Outline data
········
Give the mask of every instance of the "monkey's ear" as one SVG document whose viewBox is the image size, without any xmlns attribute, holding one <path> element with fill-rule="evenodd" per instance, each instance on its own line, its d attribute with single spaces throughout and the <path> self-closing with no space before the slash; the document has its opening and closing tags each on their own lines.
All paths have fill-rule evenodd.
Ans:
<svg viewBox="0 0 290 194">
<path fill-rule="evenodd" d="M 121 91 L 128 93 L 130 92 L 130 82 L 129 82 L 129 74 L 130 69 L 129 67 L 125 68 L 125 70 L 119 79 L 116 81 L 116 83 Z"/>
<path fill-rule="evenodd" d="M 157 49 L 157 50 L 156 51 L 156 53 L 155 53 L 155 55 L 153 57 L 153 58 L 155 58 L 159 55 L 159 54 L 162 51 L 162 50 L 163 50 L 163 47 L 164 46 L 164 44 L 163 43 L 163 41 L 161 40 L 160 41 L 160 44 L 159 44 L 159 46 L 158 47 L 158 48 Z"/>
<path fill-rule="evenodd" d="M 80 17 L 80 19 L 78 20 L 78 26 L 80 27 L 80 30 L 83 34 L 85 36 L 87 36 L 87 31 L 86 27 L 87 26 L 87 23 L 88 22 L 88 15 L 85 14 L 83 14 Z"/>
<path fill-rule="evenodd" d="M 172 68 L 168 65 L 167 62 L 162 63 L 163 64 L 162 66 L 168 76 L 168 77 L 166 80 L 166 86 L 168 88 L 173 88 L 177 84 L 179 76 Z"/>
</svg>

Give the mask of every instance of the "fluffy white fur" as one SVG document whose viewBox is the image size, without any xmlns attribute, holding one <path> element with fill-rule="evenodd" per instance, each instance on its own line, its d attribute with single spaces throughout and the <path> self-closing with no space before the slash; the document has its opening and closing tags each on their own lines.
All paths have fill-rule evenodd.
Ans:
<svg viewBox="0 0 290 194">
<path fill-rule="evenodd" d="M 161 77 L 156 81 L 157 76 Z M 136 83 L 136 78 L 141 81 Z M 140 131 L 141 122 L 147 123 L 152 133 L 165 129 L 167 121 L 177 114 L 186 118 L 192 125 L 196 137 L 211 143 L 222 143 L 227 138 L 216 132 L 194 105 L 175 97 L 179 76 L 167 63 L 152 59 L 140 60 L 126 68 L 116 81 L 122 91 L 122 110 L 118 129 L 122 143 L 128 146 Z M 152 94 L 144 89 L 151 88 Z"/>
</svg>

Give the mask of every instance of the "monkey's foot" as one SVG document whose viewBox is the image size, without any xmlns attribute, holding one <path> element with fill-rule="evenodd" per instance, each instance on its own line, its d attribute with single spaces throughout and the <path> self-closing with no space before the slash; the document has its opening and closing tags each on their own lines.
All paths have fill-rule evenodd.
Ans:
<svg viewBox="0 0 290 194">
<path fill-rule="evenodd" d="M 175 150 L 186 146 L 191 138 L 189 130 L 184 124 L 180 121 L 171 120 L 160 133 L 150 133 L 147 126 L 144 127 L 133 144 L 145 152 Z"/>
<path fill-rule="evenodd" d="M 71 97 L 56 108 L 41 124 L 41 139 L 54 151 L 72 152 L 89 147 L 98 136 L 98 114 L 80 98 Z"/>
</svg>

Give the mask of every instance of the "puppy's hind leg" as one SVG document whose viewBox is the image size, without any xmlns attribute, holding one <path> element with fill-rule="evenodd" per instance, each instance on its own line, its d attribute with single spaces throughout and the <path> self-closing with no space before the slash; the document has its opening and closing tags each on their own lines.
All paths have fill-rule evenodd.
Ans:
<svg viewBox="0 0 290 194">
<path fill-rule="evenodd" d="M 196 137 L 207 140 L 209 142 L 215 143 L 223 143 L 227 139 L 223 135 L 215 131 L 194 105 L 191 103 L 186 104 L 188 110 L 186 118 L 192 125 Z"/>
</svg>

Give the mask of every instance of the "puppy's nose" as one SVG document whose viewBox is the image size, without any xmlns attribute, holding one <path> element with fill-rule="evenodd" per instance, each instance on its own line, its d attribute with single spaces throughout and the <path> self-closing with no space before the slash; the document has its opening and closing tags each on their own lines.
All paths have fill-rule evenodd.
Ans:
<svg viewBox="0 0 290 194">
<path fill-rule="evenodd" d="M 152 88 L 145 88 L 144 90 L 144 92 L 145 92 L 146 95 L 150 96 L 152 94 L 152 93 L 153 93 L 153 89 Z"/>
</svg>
········
_DIRECTIVE_: Convert all of the outline data above into a two-column CSV with the headers instruction and svg_answer. Each row should hold one instruction and its full SVG answer, with each value in its own double-quoted field and every line break replaced by a space.

_ANSWER FOR THE TASK_:
instruction,svg_answer
"Give the mask of every instance of the ""monkey's ear"" as one SVG document whose viewBox is the image size, without any xmlns attribute, holding one <path> element with fill-rule=""evenodd"" per instance, each instance on its own line, its d attribute with single spaces throughout and the <path> self-closing with no space before the slash; the document has its opening and closing tags each on their own lines. All paths have fill-rule evenodd. Ans:","<svg viewBox=""0 0 290 194""> <path fill-rule=""evenodd"" d=""M 121 91 L 128 93 L 130 92 L 130 82 L 129 82 L 129 74 L 130 69 L 129 67 L 125 68 L 125 70 L 119 79 L 116 81 L 116 83 Z""/> <path fill-rule=""evenodd"" d=""M 157 49 L 157 50 L 156 51 L 156 53 L 155 53 L 155 55 L 153 57 L 153 58 L 155 58 L 159 55 L 159 54 L 162 51 L 162 50 L 163 50 L 163 47 L 164 46 L 164 44 L 163 43 L 163 41 L 161 40 L 160 41 L 160 44 L 159 44 L 159 46 L 158 47 L 158 48 Z""/> <path fill-rule=""evenodd"" d=""M 80 17 L 80 19 L 78 20 L 78 26 L 80 27 L 80 30 L 83 34 L 85 36 L 87 36 L 87 31 L 86 27 L 87 26 L 87 23 L 88 22 L 88 15 L 85 14 L 83 14 Z""/> <path fill-rule=""evenodd"" d=""M 172 68 L 168 65 L 167 62 L 162 63 L 163 64 L 162 66 L 168 76 L 168 77 L 166 80 L 166 86 L 168 88 L 173 88 L 177 84 L 179 76 Z""/> </svg>"
"Give the mask of every instance of the ""fluffy white fur"" as one SVG document whose viewBox is the image size, without any xmlns attribute, holding one <path> element with fill-rule=""evenodd"" per instance, each instance on its own line, its d attribute with single spaces throughout and the <path> self-closing with no space before the slash; the document has its opening and closing tags each on their own lines. All paths have fill-rule evenodd. Ans:","<svg viewBox=""0 0 290 194""> <path fill-rule=""evenodd"" d=""M 161 77 L 156 81 L 157 76 Z M 136 83 L 136 78 L 141 81 Z M 140 131 L 141 122 L 147 123 L 152 133 L 165 129 L 167 121 L 177 114 L 186 118 L 192 125 L 196 137 L 211 143 L 222 143 L 227 138 L 216 132 L 194 105 L 175 97 L 179 76 L 167 63 L 152 59 L 140 60 L 126 68 L 116 81 L 122 91 L 122 110 L 118 129 L 122 143 L 128 146 Z M 152 94 L 144 89 L 151 88 Z""/> </svg>"
"Give the mask of every instance of the ""monkey's foot"" as one SVG document whose viewBox is the image size, without any xmlns attribute, holding one <path> element with fill-rule=""evenodd"" per instance, each instance on its own line, its d attribute with single spaces throughout and the <path> self-closing with no space before the slash; the document has its opening and closing tags each on their own lines. All paths have fill-rule evenodd. Ans:","<svg viewBox=""0 0 290 194""> <path fill-rule=""evenodd"" d=""M 175 150 L 186 146 L 191 138 L 189 130 L 184 124 L 180 121 L 171 120 L 160 133 L 150 133 L 147 126 L 144 127 L 133 144 L 145 152 Z""/> <path fill-rule=""evenodd"" d=""M 71 97 L 56 108 L 41 124 L 41 139 L 54 151 L 72 152 L 89 147 L 98 136 L 98 114 L 80 98 Z""/> </svg>"
"Give the mask of every instance of the ""puppy's hind leg"" as one SVG document whose viewBox is the image size, without any xmlns attribute, holding one <path> element with fill-rule=""evenodd"" per instance, each instance on its own line, its d attribute with single spaces throughout and the <path> self-closing with no space before the slash; the document has its opening and closing tags each on their own lines. All paths have fill-rule evenodd. Ans:","<svg viewBox=""0 0 290 194""> <path fill-rule=""evenodd"" d=""M 196 137 L 207 140 L 209 142 L 215 143 L 223 143 L 227 139 L 223 135 L 215 131 L 194 105 L 191 103 L 186 104 L 188 110 L 186 118 L 192 125 Z""/> </svg>"
"Give the mask of every instance of the ""puppy's nose"" as one SVG document whose viewBox is the image size, without any xmlns attribute, holding one <path> element with fill-rule=""evenodd"" per instance, each instance on its own line, its d attribute with single spaces throughout and the <path> self-closing with no space before the slash; the document has its opening and closing tags each on their own lines. All paths have fill-rule evenodd. Ans:","<svg viewBox=""0 0 290 194""> <path fill-rule=""evenodd"" d=""M 152 88 L 145 88 L 144 90 L 144 92 L 145 92 L 146 95 L 150 96 L 152 94 L 152 93 L 153 93 L 153 89 Z""/> </svg>"